▶ [Provided information]:

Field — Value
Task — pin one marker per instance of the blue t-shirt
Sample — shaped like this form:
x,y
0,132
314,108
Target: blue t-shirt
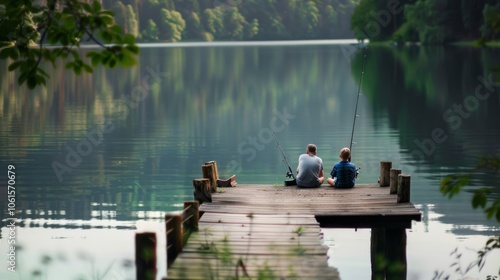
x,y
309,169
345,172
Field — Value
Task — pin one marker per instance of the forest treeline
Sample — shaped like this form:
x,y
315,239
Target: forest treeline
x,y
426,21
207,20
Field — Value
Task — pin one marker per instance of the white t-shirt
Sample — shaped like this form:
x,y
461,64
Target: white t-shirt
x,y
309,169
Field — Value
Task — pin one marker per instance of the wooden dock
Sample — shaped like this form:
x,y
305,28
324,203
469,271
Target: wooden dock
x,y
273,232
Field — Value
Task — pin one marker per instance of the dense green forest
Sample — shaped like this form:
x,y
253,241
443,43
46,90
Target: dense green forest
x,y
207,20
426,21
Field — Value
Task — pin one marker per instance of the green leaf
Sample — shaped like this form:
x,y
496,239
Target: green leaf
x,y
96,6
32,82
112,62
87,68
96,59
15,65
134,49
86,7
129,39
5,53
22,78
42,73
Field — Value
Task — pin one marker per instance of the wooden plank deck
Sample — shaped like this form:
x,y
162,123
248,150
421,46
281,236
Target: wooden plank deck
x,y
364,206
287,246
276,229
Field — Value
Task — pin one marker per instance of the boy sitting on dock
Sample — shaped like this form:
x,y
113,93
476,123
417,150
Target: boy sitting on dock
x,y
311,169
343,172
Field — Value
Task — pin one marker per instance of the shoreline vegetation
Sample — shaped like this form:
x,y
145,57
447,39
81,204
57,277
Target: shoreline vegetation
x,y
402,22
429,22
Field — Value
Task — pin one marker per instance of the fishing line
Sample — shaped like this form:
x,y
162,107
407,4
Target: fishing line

---

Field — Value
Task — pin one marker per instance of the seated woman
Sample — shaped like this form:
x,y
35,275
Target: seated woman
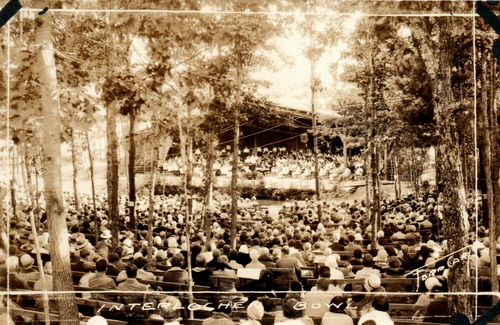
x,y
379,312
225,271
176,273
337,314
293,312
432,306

▶ [Assignment]:
Whenever the string "Task" shows up in a line of the records, that line counts; state how many lines count, and only that.

▶ [Answer for this exercise]:
11